— How to complete this task —
Whenever a line contains "brown", include it in the count; reply with the number of such lines in the data and nothing else.

**** The data ****

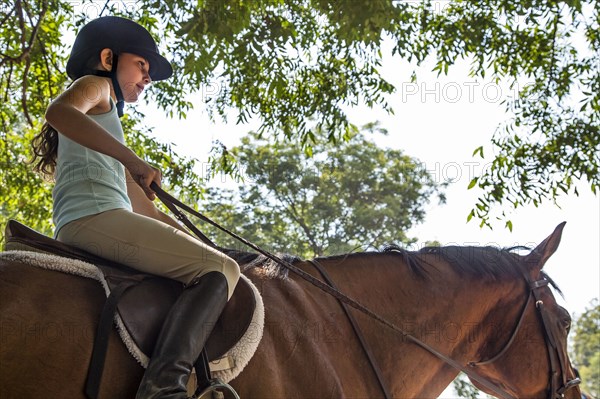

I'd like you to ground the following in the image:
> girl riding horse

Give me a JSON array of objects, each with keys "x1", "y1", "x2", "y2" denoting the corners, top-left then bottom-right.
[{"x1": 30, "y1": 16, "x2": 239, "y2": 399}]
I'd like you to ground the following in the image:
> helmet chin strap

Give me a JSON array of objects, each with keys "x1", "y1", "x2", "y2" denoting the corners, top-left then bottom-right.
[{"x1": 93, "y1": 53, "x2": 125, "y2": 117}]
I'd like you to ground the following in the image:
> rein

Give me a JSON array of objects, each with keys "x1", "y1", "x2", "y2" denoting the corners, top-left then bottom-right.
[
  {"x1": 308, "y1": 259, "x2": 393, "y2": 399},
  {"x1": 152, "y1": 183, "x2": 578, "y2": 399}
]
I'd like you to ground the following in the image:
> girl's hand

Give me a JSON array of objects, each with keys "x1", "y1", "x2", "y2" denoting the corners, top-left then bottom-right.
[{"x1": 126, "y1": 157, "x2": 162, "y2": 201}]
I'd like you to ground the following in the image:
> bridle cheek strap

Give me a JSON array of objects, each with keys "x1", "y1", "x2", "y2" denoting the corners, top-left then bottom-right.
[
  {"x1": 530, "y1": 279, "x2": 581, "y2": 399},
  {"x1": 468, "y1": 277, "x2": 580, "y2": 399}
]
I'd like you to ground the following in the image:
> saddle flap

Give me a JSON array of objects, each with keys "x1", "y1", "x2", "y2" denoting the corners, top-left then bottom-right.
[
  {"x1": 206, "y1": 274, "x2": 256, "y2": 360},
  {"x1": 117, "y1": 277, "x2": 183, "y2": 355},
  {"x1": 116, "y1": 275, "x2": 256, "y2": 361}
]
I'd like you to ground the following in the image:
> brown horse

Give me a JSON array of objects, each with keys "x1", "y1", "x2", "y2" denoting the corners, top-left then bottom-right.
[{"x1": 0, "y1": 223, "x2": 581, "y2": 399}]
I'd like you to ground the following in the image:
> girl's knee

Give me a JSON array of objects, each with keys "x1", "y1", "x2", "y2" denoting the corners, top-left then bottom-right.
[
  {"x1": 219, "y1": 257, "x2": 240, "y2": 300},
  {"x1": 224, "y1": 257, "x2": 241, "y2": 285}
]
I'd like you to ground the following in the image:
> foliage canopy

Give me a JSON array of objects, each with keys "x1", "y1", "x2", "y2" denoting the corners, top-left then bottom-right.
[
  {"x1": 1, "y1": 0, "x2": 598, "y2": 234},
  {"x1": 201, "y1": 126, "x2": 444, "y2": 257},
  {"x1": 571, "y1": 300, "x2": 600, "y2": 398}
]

****
**** The data ****

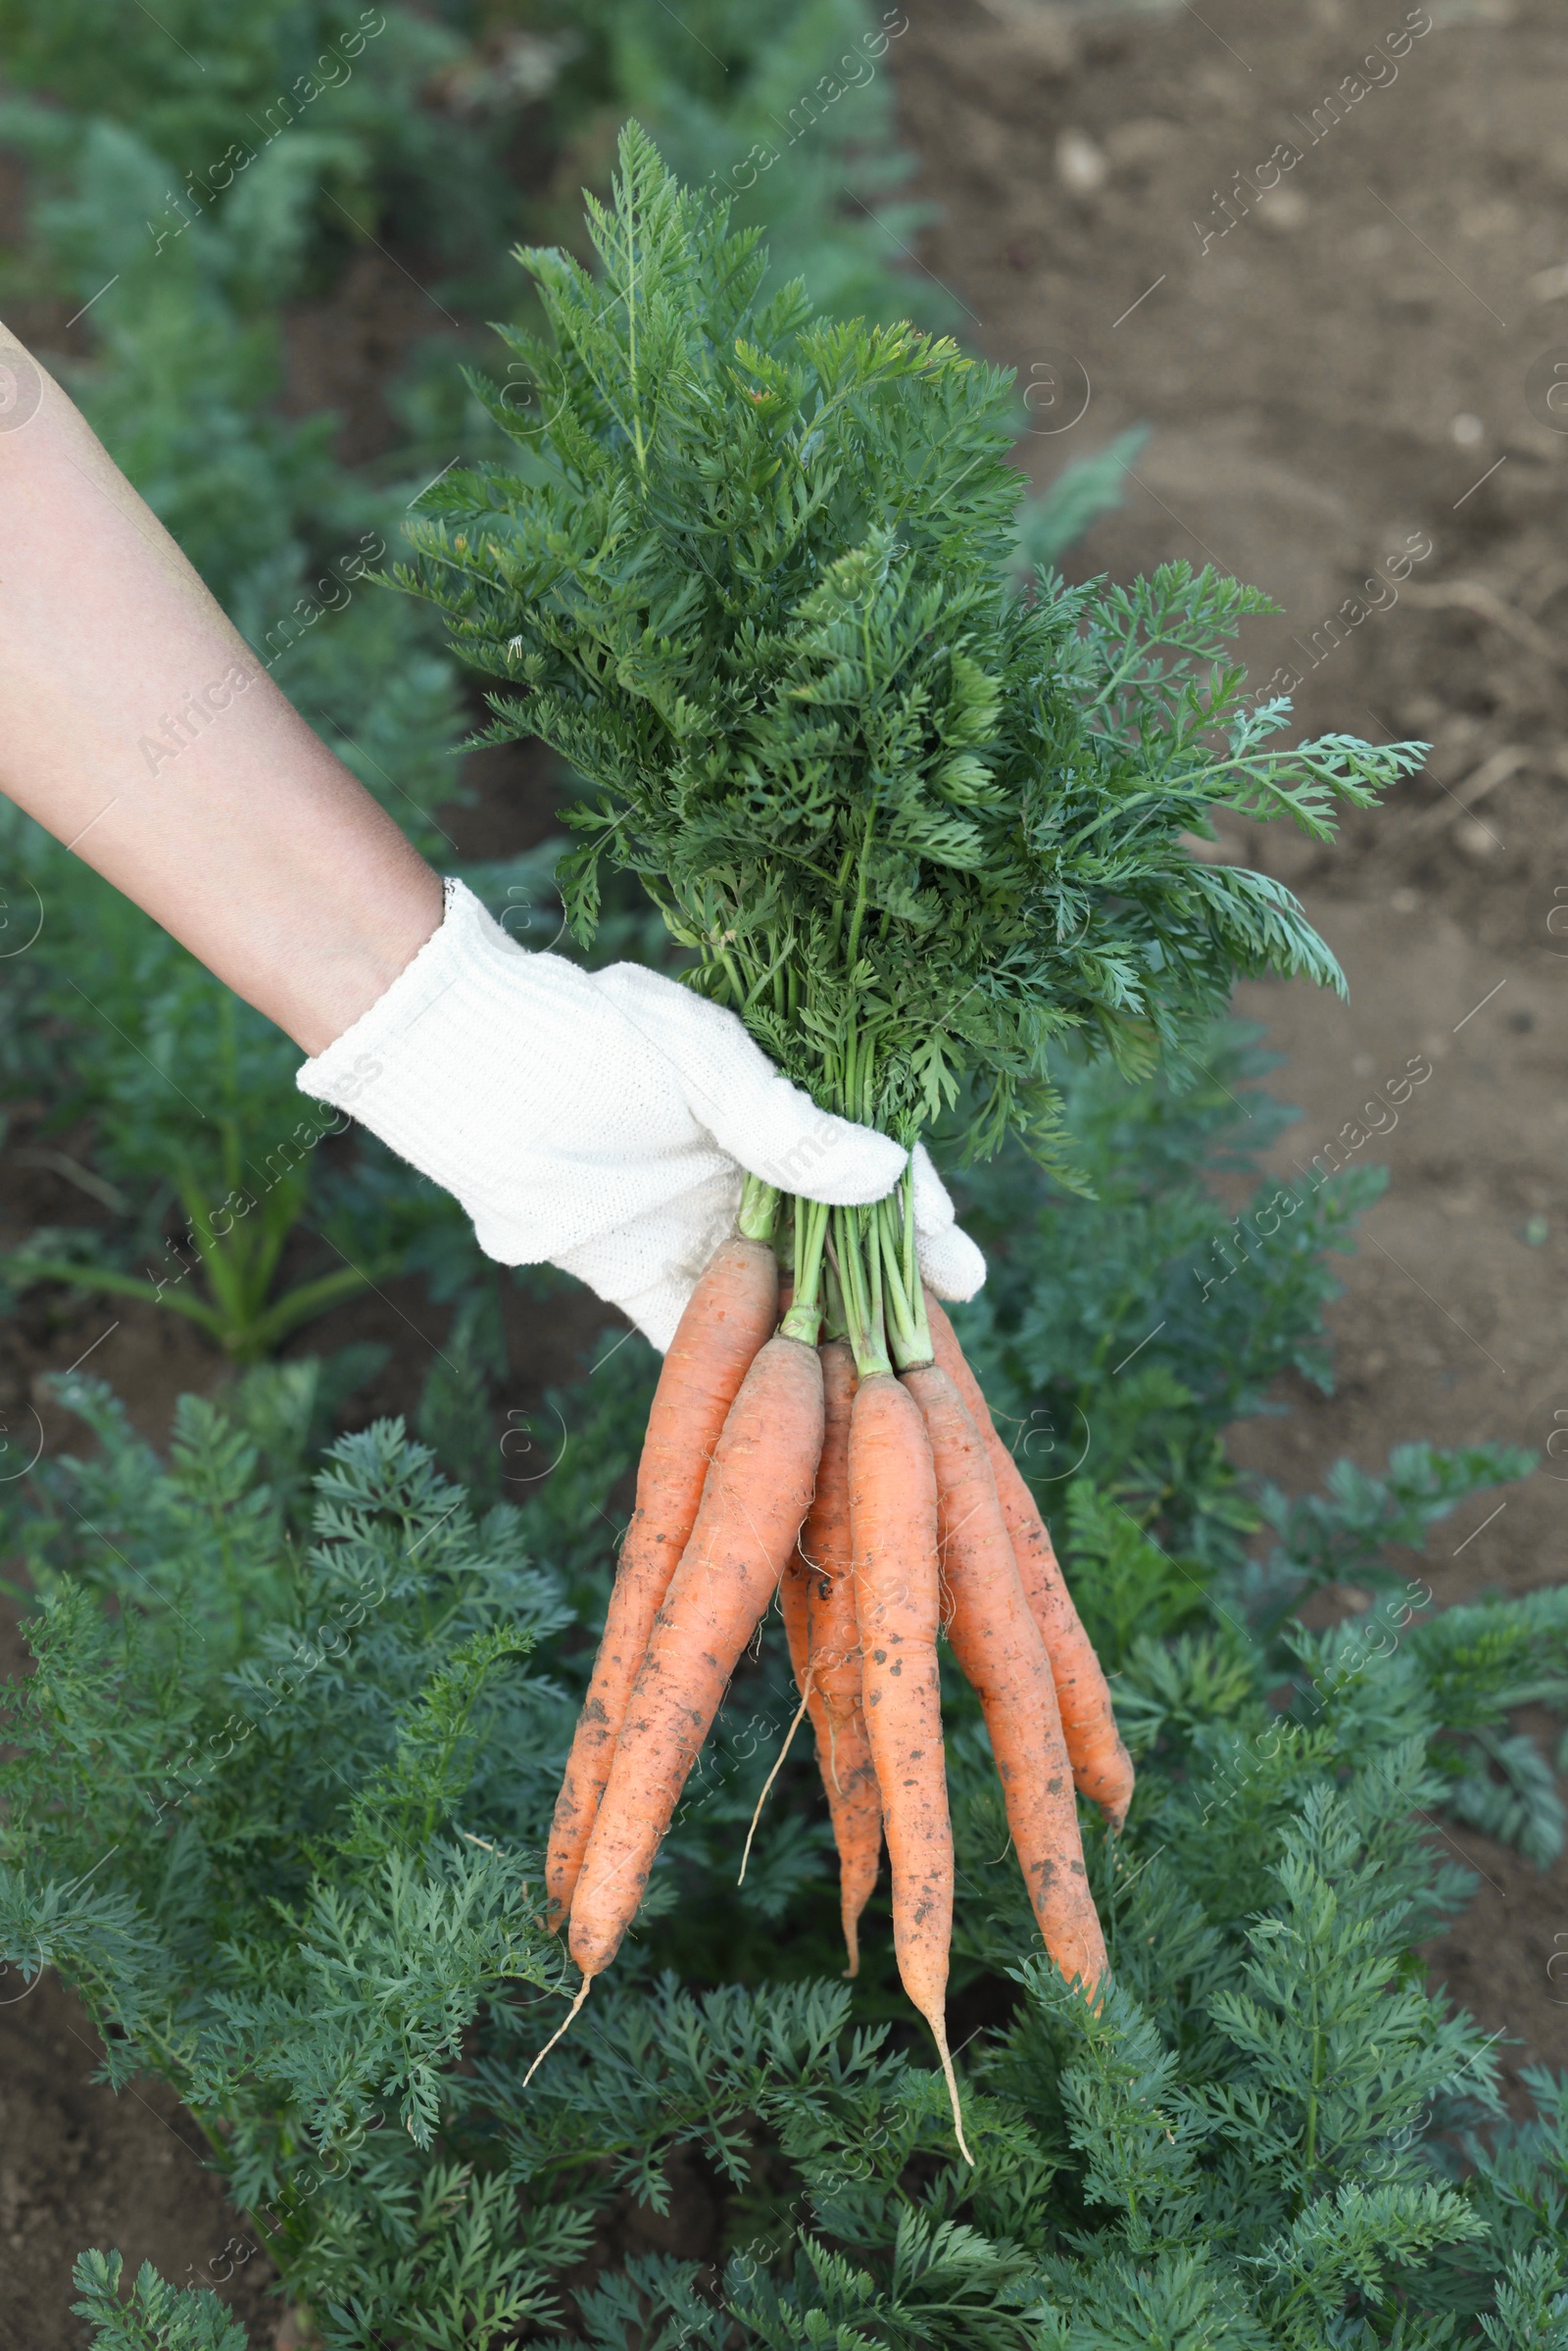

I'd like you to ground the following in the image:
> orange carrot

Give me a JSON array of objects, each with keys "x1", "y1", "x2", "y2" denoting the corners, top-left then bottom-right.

****
**** The data ****

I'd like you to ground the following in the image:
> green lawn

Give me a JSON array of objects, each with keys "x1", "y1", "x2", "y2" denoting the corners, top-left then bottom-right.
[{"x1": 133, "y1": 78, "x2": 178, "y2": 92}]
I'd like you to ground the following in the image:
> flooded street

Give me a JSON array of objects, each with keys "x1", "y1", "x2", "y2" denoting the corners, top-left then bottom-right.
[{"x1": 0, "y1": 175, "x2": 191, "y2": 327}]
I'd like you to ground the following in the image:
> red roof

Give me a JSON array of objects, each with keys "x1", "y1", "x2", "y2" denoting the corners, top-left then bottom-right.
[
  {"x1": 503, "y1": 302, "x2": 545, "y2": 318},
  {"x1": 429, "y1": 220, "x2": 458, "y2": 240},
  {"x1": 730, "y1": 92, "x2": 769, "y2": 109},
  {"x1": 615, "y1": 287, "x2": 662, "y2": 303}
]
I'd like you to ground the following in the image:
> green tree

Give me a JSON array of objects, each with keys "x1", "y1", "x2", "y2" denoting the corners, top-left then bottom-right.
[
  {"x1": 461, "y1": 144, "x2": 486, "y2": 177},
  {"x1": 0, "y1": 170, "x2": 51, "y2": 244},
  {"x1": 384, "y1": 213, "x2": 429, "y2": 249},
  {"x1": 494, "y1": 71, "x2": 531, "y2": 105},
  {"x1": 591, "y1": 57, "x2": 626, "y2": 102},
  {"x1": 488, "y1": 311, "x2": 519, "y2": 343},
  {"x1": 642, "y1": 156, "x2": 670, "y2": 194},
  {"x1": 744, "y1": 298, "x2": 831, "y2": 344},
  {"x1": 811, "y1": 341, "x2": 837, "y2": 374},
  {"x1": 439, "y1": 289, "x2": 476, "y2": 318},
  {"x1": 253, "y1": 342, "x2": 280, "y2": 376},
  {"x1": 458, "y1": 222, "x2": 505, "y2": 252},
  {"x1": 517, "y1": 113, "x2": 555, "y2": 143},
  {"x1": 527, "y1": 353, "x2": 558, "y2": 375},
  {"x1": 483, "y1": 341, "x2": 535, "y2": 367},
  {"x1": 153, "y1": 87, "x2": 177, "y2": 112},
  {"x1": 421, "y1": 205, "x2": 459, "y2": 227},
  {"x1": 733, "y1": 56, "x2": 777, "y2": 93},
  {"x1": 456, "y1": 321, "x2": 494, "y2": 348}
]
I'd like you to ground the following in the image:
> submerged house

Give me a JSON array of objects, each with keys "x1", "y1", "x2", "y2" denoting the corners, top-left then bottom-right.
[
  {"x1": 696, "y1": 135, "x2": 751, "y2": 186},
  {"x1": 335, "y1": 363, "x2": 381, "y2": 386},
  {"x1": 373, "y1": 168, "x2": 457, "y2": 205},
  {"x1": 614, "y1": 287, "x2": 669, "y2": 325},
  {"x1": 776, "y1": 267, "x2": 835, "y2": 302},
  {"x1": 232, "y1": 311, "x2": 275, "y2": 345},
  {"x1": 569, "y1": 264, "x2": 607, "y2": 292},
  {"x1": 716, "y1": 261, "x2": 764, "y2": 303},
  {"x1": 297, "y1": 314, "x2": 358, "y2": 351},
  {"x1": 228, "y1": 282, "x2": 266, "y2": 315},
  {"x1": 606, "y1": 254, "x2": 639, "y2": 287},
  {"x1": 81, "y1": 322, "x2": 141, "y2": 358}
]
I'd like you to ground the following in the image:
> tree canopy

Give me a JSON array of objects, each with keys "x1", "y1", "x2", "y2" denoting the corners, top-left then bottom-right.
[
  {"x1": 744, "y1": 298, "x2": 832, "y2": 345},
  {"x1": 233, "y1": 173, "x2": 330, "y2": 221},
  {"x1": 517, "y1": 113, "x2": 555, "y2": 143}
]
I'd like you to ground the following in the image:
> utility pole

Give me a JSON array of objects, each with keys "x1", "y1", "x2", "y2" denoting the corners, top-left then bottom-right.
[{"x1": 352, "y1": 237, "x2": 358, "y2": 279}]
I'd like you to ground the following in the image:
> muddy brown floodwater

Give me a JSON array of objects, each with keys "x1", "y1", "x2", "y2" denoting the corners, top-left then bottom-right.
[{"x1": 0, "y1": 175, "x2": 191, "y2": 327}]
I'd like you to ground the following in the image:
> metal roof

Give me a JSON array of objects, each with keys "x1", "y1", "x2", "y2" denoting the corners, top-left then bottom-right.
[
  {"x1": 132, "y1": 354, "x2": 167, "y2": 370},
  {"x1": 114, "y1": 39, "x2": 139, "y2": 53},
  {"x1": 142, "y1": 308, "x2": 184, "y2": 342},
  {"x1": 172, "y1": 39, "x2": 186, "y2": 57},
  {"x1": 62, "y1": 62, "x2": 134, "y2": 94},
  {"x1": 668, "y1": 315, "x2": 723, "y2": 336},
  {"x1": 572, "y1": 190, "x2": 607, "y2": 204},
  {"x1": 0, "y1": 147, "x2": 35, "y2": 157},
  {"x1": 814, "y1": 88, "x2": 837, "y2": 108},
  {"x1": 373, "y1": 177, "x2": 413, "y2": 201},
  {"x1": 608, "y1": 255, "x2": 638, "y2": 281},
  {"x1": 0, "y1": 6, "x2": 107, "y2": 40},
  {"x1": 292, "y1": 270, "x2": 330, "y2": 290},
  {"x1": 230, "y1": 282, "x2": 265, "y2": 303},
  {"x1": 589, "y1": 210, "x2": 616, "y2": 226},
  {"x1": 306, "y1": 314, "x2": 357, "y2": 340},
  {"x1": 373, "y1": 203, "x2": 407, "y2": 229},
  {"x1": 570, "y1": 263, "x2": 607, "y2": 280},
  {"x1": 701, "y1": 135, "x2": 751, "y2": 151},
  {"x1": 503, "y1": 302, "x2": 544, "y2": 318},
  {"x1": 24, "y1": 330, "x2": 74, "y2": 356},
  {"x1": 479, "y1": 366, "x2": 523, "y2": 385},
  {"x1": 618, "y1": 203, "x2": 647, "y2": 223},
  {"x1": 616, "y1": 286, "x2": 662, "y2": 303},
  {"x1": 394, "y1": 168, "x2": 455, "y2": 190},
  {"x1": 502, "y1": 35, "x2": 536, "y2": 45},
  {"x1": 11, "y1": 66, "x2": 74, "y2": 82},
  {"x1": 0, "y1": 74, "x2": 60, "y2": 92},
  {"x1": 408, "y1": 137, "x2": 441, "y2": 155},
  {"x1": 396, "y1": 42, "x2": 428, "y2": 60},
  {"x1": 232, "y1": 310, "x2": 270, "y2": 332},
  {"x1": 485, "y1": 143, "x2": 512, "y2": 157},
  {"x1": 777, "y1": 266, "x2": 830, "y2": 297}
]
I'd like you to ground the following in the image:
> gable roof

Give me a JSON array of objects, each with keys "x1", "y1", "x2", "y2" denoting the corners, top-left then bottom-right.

****

— Task output —
2